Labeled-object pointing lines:
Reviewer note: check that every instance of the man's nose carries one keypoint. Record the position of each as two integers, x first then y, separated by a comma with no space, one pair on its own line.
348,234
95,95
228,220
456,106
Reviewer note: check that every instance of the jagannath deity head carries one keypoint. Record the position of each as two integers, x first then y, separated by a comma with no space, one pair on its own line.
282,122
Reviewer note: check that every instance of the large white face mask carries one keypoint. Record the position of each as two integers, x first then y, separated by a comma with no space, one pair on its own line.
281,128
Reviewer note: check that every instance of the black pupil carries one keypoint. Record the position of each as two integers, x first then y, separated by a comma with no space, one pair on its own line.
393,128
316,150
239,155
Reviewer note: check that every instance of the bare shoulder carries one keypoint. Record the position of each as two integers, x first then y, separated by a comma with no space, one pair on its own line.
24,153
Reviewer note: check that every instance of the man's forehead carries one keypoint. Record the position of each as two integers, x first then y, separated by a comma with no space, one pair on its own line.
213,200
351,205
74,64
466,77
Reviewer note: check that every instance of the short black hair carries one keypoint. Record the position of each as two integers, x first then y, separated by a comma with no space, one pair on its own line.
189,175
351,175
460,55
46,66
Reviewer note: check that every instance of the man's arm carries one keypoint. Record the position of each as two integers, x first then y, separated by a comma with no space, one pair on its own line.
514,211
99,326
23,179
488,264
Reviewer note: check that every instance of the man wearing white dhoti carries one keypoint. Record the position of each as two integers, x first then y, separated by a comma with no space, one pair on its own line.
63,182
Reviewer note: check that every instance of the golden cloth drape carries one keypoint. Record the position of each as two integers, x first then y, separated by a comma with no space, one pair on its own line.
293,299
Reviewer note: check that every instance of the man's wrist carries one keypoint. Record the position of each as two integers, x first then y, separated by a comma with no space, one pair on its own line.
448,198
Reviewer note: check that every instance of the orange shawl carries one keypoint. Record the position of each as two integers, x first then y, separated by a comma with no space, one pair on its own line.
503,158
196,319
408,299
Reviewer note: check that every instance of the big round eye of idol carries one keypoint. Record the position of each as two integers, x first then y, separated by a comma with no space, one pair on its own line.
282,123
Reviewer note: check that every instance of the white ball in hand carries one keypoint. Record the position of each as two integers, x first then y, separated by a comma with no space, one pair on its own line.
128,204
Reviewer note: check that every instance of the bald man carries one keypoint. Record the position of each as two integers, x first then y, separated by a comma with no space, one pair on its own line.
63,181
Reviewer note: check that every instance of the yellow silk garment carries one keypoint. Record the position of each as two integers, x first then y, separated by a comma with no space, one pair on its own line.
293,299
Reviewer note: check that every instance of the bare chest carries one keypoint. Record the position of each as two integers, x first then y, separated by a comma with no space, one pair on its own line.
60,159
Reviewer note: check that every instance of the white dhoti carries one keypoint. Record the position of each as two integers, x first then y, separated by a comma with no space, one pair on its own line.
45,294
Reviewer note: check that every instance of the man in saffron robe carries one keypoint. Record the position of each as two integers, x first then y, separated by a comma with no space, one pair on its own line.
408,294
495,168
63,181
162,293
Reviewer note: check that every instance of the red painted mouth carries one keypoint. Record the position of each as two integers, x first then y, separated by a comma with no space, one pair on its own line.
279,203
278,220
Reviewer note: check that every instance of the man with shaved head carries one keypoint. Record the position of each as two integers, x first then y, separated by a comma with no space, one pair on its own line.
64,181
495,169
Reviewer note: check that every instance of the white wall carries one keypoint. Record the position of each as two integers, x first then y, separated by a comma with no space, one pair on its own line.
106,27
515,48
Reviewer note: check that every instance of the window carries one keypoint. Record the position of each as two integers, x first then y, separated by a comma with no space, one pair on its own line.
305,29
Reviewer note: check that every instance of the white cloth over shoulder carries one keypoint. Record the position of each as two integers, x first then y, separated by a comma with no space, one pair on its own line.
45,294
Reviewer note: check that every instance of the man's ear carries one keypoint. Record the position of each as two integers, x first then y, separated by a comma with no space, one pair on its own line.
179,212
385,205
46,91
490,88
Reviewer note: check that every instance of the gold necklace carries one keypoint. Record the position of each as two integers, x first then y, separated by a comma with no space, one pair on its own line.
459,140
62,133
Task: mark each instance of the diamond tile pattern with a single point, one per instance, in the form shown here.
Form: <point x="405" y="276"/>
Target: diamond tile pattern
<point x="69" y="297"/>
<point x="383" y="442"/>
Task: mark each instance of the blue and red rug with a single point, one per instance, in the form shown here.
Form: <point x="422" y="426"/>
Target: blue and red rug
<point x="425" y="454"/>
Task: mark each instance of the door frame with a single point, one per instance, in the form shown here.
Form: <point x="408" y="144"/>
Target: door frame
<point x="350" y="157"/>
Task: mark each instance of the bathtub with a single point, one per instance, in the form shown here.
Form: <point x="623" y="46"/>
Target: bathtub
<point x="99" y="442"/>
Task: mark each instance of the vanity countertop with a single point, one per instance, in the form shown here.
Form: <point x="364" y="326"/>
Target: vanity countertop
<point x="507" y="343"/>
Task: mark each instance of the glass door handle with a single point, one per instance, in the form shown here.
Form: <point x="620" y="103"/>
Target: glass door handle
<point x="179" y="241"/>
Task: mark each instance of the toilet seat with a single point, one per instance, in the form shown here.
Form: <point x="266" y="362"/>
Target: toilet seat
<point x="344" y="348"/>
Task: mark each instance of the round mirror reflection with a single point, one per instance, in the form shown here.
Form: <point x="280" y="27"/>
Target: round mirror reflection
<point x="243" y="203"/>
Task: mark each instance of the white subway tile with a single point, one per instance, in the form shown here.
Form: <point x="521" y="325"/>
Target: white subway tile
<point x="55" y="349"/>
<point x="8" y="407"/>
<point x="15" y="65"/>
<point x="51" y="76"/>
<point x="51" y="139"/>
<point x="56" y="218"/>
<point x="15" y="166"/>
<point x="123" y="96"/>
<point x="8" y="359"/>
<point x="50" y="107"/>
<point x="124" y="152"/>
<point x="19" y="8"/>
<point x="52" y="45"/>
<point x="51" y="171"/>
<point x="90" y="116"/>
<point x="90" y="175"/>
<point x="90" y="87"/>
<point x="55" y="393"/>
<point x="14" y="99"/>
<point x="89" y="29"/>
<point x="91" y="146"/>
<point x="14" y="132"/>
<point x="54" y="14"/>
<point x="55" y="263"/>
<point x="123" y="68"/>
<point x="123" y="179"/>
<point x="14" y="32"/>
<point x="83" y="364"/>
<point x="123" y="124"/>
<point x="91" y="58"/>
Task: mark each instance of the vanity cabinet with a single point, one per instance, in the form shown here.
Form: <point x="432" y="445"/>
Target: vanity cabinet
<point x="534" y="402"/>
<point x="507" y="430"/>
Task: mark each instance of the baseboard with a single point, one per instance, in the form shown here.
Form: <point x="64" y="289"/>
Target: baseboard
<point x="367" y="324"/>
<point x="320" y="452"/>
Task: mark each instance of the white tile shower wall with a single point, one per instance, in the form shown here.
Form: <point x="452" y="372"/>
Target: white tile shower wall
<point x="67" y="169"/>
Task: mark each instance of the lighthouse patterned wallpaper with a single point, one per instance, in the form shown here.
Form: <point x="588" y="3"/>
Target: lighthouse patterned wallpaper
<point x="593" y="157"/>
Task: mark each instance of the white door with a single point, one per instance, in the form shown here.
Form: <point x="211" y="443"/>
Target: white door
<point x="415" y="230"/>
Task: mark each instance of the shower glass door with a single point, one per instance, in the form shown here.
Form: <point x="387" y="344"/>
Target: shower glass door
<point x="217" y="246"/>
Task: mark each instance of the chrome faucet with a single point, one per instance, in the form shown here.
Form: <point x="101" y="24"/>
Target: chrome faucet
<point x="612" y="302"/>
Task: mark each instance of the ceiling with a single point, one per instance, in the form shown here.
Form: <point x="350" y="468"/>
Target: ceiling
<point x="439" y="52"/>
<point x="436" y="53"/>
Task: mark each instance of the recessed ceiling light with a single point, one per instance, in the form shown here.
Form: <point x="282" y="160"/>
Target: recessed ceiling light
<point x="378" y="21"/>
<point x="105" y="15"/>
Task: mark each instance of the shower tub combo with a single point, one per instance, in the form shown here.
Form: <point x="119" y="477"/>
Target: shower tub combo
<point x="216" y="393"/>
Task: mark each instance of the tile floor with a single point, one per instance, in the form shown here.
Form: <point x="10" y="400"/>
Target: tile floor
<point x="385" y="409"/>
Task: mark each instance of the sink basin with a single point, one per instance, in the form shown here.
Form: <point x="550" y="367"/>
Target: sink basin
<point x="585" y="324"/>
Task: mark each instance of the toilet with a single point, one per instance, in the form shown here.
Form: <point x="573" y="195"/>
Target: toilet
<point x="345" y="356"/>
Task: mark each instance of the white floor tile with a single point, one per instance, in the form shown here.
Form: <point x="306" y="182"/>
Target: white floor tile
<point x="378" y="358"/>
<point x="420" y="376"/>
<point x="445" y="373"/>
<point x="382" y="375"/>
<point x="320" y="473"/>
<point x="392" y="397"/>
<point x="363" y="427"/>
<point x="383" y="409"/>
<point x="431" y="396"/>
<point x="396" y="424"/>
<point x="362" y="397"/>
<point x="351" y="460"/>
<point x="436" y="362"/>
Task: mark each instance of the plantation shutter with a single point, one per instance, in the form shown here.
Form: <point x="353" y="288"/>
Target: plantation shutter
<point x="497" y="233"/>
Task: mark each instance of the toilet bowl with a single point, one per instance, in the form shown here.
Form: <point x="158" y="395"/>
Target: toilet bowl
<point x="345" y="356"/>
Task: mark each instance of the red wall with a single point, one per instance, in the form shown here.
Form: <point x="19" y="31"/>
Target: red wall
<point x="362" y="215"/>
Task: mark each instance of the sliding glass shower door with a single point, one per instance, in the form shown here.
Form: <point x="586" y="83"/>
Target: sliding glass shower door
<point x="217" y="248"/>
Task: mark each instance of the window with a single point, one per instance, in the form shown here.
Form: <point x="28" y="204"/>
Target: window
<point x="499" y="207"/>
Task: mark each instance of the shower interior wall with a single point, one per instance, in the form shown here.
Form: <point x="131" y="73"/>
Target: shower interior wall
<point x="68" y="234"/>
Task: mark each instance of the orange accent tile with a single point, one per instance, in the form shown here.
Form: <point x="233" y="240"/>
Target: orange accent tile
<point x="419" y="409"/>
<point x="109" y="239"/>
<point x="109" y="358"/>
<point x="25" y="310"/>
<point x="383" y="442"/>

Aim of the exercise: Swap "shower interior wall" for "shower back wall" in the lines running from the line with "Task: mark each instance of the window" through the end of the records, and give those lines again with everything else unchanged.

Result:
Task: mark each instance of the window with a single point, one per instance, in the form shown here.
Form: <point x="28" y="204"/>
Target: window
<point x="499" y="207"/>
Task: mark each instance of the shower back wall with a single point, one per instance, in the form shown here.
Form: <point x="131" y="73"/>
Target: shower back wall
<point x="68" y="234"/>
Task: mark each instance of the orange accent tile with a single point, one per instance, in the form shown here.
Form: <point x="233" y="240"/>
Target: orange accent tile
<point x="419" y="409"/>
<point x="109" y="239"/>
<point x="109" y="358"/>
<point x="25" y="310"/>
<point x="383" y="442"/>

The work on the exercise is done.